[Entries supplied — start]
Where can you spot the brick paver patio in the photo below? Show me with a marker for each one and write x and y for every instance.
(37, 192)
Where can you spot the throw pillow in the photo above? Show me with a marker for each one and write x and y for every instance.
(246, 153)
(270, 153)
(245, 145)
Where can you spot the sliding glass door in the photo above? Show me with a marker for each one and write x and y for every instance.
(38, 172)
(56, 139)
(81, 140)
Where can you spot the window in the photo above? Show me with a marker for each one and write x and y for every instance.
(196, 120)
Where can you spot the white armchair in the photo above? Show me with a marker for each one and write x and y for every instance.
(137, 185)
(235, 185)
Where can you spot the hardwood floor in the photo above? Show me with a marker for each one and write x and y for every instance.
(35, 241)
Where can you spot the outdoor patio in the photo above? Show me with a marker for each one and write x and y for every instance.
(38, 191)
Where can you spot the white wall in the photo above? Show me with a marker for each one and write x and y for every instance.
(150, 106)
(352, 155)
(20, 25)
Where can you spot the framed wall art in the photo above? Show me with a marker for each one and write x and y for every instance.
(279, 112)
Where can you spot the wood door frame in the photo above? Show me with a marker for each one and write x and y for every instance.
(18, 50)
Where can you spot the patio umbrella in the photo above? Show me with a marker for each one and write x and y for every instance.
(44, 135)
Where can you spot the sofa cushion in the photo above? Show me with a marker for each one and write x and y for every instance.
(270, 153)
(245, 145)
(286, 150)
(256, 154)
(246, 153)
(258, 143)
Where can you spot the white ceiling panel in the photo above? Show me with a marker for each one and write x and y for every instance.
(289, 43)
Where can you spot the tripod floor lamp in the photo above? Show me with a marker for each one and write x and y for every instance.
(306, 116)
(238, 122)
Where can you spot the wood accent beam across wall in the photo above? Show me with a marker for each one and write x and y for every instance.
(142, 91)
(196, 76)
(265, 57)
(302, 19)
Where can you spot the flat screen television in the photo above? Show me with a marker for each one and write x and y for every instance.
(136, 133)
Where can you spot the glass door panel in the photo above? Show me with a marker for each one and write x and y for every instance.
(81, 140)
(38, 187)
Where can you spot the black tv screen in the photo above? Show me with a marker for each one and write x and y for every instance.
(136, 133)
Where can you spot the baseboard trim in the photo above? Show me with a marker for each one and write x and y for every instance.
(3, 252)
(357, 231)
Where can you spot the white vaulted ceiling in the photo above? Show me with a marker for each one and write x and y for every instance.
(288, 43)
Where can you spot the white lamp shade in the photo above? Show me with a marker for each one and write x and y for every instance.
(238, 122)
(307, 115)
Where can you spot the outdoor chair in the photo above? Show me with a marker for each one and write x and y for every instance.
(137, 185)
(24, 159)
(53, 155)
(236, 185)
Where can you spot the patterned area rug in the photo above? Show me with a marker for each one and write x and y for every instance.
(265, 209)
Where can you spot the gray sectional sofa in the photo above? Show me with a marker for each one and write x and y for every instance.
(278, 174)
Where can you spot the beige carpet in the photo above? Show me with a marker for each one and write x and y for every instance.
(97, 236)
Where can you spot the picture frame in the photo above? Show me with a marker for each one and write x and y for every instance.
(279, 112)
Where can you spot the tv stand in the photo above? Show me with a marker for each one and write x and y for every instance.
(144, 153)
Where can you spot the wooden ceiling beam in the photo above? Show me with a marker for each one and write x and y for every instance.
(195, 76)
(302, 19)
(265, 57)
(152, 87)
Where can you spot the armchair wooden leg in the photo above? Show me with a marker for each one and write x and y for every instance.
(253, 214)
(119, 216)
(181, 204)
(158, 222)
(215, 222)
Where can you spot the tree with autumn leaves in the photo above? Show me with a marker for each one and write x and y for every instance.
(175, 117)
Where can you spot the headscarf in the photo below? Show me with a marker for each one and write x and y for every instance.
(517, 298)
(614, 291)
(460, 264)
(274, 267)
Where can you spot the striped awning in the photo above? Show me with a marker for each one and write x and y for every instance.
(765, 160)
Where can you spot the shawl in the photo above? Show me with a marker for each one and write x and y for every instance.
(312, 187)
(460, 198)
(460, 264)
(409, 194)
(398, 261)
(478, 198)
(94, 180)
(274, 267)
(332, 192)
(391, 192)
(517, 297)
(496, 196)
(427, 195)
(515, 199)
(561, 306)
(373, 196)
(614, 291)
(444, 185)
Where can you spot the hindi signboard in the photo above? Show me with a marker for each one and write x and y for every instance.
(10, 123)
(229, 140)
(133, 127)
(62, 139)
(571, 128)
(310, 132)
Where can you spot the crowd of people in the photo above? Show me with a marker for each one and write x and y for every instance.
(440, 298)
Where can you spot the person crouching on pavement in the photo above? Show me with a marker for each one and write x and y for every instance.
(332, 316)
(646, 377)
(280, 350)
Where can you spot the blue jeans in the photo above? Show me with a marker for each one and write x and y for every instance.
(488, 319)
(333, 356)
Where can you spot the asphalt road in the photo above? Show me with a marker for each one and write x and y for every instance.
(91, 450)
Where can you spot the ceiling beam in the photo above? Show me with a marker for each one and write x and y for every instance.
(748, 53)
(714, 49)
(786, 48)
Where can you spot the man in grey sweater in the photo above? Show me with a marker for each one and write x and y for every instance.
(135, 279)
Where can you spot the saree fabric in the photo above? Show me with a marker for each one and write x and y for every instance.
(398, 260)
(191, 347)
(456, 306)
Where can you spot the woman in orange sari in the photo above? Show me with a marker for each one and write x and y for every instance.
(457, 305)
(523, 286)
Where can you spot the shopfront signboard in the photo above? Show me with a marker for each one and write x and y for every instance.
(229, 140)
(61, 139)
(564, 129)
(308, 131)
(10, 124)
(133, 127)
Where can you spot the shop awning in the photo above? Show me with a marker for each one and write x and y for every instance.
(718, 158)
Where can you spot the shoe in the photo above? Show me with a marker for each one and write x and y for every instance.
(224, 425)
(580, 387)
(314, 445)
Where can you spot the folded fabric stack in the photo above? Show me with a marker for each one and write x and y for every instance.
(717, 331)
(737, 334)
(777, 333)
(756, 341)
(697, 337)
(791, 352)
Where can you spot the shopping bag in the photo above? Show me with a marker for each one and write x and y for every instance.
[Entries supplied — finish]
Task statement:
Nothing in the entries may be left out; each line is to be output exactly.

Written reply:
Where can you spot the brick paver patio in the photo below? Show me with a marker for each one and write x and y for every instance.
(37, 192)
Where can you spot the throw pillow in the photo above? Show me with a marker for each one and write x and y for every instance.
(246, 153)
(270, 153)
(245, 145)
Where can you spot the sliding glass door in the photo above? Show me with a marker for each one and write x and y for every instance.
(38, 172)
(56, 139)
(81, 140)
Where can you spot the window in the photo above? Show me with a marker for each one and write x and y for every instance.
(196, 120)
Where can you spot the white armchair in the photo above? Show me with a marker for each one and write x and y for every instance.
(137, 185)
(235, 185)
Where can you spot the hardwood floor in the photo above? Show me with a marker for each one and write x and y for every instance.
(35, 241)
Where can you spot the outdoor patio in the photo above? Show me with a marker for each one and write x and y for every instance.
(38, 191)
Where can you spot the white wall in the photo above? Show me with a marker for each one and write x and y for every instance.
(150, 106)
(352, 155)
(20, 25)
Where can you spot the framed wall art in the photo above? Show me with a marker for each one and write x and y for every instance.
(279, 112)
Where can you spot the wood door frame in the photo above? Show me with a marker for each one and write x and y for every instance.
(18, 50)
Where can you spot the patio umbrella in the photo above? Show me with a marker for each one and write x and y for every instance.
(44, 135)
Where can you spot the sofa cushion in the photo above? Show me with a marker for each one and write x and y for every instance.
(270, 153)
(245, 145)
(286, 150)
(256, 154)
(246, 153)
(258, 143)
Where can you spot the white ceiling panel in the photo above? Show me with a marker for each one and write x and y for every instance.
(289, 43)
Where can you spot the tripod floor lamp in the photo above? Show me with a marker for each one and write x and y for every instance.
(306, 116)
(238, 122)
Where can you spot the wood accent beam across wall in the photo above? Show me with a marker for each one and write x and y for every instance.
(142, 91)
(196, 76)
(265, 57)
(302, 19)
Where can you spot the flat screen television in the photo above? Show me with a marker for each one and write x and y for every instance.
(136, 133)
Where can you spot the glass door panel in the photo above? Show me with a marker for each one and write x and y for every instance.
(81, 140)
(38, 187)
Where can you spot the black tv screen in the photo above? Show me with a marker for each one and write x and y for every instance.
(136, 133)
Where can you spot the baseboard trim in the photo above? Show me with a marker for each one and write x and y for every instance.
(3, 252)
(357, 231)
Where can you spot the white vaulted ceiling in the photo above? Show me with a marker for each one and write x and y for every instance.
(288, 43)
Where can you spot the white lamp shade in the photo above? Show me with a marker for each one and write x and y for every instance.
(238, 122)
(307, 115)
Where can you spot the outdoor chair in the photo above? Show me with a marker for each one and write x and y for every instance.
(137, 185)
(24, 159)
(53, 155)
(236, 185)
Where can you spot the patterned area rug in the photo above? Show me with a marker for each one and write x and y for every instance.
(265, 209)
Where can you spot the gray sectional sofa in the photo above? Show me with a marker for each one and write x and y for every instance.
(278, 174)
Where can you spot the beige carpet in the photo above? Show me with a marker for each one and write x and y for every instance.
(97, 236)
Where can you spot the picture frame in the photo above? Show me with a marker for each one and write x and y for every instance.
(279, 112)
Where can you spot the tv stand in the photo above? Show me with a marker for each one and write x and y for every instance.
(144, 153)
Where can you spot the wooden ceiling beam in the photo above? Show me with a marker for each one and write x and y for every instance.
(195, 76)
(302, 19)
(265, 57)
(152, 87)
Where can you spot the armchair wooden leg in the photo above? Show me with a marker for each one and write x and y for every instance.
(253, 214)
(119, 216)
(181, 204)
(158, 222)
(215, 222)
Where can you spot the tree with autumn leaves in the photo above? Show me with a marker for each one and write x and y for every instance.
(175, 117)
Where can you spot the headscarf in the photo below? Show me with a marker for each one and write x and y for every instance.
(517, 298)
(614, 291)
(460, 264)
(274, 267)
Where can you spot the striped awning in the photo above? Show me with a marker for each one and write x and y for every instance.
(765, 160)
Where can you spot the shawl in the photo above? Show me with a marker for each one and write x and y for every instance.
(312, 187)
(460, 198)
(460, 264)
(409, 194)
(398, 261)
(478, 198)
(94, 180)
(274, 267)
(332, 192)
(391, 192)
(517, 297)
(496, 196)
(427, 195)
(515, 199)
(561, 306)
(373, 196)
(614, 291)
(444, 185)
Where can you spot the hindi signboard in the photo above? Show me with a marker for each one and write x and y for every instance.
(10, 123)
(229, 140)
(133, 127)
(62, 139)
(571, 128)
(310, 132)
Where can you spot the crowd of people in the photo above? Show me with a marker for each one and write x and y for every instance.
(440, 298)
Where can you spot the person crouching on pavement in the photo above? Show me with a marker for each one and write x and y for every instance.
(332, 316)
(646, 377)
(280, 350)
Where can you spot the blue jeans in the photo above? Show me with a marker for each one and write x and y for every instance.
(488, 319)
(333, 356)
Where can you spot the asphalt road in the photo above? Show me with a marker for each one and write x and y for every instance.
(91, 450)
Where can you spot the ceiling beam in the photo above? Show me with a marker for each one and write x and y for every instance.
(748, 53)
(714, 49)
(786, 48)
Where can you spot the man in grey sweater in the photo above? Show me with a marker for each one and write x and y for every instance.
(135, 279)
Where can you spot the saree fabric in the photo above? Show me with a marker for each one and write x and y for every instance.
(398, 260)
(191, 347)
(456, 306)
Where can you spot the woman in orange sari in the photo above? Show me with a marker for each one and write x and y for every instance.
(457, 305)
(523, 286)
Where can you spot the shopfront signboard in the photo above? Show me with a marker for each one and write x and y for every instance.
(229, 140)
(61, 139)
(564, 129)
(308, 131)
(10, 124)
(133, 127)
Where can you spot the shop awning in the photo above? Show me with a marker for each one and write x and y for every instance.
(718, 158)
Where can you spot the shoe in the photo above? Show me with a marker for each one and write x and y for every instance.
(224, 425)
(580, 387)
(314, 445)
Where can you spot the folded fabric stack in the photo above? Show me with a marker for each one and write x and y for every instance.
(717, 331)
(737, 334)
(777, 333)
(756, 341)
(697, 337)
(791, 352)
Where can you spot the shopping bag in the photo above? Show me with a marker for each one and write x and y for every instance.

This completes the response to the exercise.